## WHAT THE EXERCISE ASKS
No pictures go in the copy. Restate, word for word, each line from the one containing "woman's raised hand?" through the last line below.

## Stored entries
/---

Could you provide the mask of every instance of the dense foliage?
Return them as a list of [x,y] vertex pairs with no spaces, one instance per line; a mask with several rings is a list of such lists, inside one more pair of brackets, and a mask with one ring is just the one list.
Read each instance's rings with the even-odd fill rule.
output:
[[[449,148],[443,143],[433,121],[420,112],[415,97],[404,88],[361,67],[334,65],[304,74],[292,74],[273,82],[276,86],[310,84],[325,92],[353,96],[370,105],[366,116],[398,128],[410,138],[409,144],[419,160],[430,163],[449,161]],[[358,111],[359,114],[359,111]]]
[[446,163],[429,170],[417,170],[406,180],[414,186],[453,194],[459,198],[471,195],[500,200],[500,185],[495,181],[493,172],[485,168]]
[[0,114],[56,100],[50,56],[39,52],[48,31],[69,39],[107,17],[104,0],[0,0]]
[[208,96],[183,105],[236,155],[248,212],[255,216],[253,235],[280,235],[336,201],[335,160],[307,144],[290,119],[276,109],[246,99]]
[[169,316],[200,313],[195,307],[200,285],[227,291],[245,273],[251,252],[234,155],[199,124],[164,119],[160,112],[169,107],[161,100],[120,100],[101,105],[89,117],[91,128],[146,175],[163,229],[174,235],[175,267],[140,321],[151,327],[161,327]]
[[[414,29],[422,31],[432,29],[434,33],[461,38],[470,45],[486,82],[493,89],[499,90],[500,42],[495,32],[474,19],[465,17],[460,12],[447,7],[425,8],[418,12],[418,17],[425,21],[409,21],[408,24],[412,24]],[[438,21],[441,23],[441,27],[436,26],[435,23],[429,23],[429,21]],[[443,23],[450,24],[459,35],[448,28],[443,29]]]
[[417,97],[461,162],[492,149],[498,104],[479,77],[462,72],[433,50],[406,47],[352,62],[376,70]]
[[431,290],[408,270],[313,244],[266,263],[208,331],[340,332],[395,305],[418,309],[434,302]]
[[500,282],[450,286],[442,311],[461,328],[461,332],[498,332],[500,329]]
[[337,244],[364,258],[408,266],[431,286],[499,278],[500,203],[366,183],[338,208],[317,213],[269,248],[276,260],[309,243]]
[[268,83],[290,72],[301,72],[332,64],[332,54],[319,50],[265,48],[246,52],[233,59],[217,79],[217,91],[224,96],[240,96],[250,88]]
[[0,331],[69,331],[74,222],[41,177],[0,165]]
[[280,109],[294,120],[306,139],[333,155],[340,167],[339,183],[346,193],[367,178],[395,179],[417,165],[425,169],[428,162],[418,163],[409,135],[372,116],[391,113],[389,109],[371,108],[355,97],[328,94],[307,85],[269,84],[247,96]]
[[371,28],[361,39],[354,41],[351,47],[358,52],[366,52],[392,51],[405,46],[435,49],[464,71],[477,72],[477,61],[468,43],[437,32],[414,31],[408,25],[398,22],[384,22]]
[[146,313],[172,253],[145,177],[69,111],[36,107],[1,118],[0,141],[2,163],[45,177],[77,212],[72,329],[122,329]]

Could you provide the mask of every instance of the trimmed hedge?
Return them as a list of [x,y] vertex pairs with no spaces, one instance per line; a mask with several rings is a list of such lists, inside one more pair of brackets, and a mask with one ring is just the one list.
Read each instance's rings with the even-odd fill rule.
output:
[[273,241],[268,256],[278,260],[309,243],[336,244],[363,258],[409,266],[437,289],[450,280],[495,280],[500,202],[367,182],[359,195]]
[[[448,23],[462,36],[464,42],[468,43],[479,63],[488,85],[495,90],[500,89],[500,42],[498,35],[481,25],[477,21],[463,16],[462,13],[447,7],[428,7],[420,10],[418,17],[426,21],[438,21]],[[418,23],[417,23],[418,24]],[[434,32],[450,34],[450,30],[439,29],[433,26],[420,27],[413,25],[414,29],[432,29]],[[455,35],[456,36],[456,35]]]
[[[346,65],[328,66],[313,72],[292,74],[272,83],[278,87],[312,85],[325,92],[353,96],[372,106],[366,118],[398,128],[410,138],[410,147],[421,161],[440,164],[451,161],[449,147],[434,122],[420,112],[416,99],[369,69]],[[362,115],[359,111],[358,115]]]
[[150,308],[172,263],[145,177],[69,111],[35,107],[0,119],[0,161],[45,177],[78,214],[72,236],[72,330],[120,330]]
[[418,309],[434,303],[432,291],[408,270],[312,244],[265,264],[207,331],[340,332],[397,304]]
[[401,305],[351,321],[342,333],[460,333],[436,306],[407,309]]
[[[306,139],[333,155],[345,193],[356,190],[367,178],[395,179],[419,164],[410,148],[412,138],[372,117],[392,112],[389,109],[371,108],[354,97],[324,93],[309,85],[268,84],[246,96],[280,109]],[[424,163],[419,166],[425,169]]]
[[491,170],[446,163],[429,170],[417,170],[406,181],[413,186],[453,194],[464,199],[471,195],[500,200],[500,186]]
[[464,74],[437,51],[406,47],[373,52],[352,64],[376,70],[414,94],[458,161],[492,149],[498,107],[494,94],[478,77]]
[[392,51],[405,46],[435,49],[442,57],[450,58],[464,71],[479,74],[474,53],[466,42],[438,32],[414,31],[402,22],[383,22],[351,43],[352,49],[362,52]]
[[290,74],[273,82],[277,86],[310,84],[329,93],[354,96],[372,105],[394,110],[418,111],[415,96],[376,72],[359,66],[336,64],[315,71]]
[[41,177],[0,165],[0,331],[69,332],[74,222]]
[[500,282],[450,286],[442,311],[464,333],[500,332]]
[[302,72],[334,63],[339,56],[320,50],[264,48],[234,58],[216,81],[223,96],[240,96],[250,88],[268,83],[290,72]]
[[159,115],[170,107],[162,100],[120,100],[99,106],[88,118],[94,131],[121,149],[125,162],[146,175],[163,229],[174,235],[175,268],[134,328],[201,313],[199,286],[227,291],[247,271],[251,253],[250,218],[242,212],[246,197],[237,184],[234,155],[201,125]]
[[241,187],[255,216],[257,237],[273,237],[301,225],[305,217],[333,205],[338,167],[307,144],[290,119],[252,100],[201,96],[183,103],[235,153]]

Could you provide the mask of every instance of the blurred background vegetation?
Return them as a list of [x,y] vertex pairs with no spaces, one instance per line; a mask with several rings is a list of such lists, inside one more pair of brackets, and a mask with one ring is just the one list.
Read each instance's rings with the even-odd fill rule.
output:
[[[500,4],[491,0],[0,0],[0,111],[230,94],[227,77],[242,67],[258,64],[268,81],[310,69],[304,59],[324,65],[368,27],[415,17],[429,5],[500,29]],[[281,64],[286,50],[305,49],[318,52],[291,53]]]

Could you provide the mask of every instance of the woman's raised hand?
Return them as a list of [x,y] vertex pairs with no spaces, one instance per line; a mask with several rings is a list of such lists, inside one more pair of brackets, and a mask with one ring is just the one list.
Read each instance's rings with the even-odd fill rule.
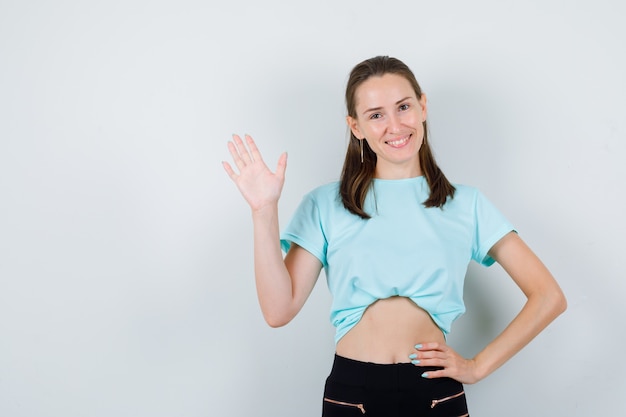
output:
[[238,135],[233,135],[233,140],[228,142],[228,150],[239,173],[228,162],[222,162],[222,165],[252,211],[256,211],[278,202],[285,183],[287,154],[280,155],[276,172],[272,172],[263,161],[254,140],[249,135],[245,135],[245,139],[246,144]]

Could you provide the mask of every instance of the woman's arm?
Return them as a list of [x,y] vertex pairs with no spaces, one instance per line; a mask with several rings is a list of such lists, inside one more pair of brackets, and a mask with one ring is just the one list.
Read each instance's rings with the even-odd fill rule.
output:
[[284,326],[311,294],[322,264],[295,244],[283,260],[275,207],[253,212],[252,219],[254,276],[261,311],[271,327]]
[[311,253],[293,245],[283,259],[278,227],[278,200],[285,181],[287,155],[271,172],[252,138],[247,147],[233,135],[228,149],[239,174],[228,162],[224,169],[250,205],[254,230],[254,274],[259,304],[265,321],[272,327],[287,324],[310,295],[322,265]]
[[418,349],[421,365],[443,366],[425,377],[447,376],[463,383],[475,383],[491,374],[526,346],[559,314],[567,302],[561,288],[543,265],[516,234],[509,233],[489,251],[511,276],[527,301],[519,314],[474,359],[464,359],[446,345],[425,343]]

\---

## ANSWER SECTION
Could you provide the mask of every instance of the woman's raised hand?
Return them as a list of [x,y] vertex pairs with no spaces, one instance per line; a mask with several rings is a list of such lists, inside one more pair of brackets, and a mask with one ring is just the one list.
Read each instance's rings with the even-odd fill rule.
output:
[[238,135],[233,135],[233,140],[228,142],[228,150],[239,173],[228,162],[222,162],[222,165],[252,211],[256,211],[278,202],[285,183],[287,154],[280,155],[276,172],[272,172],[263,161],[254,140],[249,135],[245,135],[245,139],[246,144]]

Could you provide the mask of every instance of the woman's arm?
Return them as a list of [x,y] vertex pairs with no spaces, one instance per line; a mask with several rings is a list of such lists, inside one more pair of brackets, and a mask with one ring is just the one list.
Read each instance's rings with the even-odd fill rule.
output:
[[284,326],[311,294],[322,264],[295,244],[283,260],[275,207],[253,212],[252,219],[254,276],[261,311],[271,327]]
[[311,253],[293,245],[283,259],[278,227],[278,200],[285,181],[287,155],[271,172],[252,138],[247,147],[233,135],[228,149],[239,174],[228,162],[224,169],[250,205],[254,230],[254,274],[259,304],[265,321],[272,327],[287,324],[310,295],[322,265]]
[[418,349],[421,365],[443,366],[425,377],[447,376],[463,383],[475,383],[491,374],[526,346],[559,314],[567,302],[561,288],[543,265],[516,234],[509,233],[489,251],[511,276],[527,301],[519,314],[474,359],[464,359],[446,345],[425,343]]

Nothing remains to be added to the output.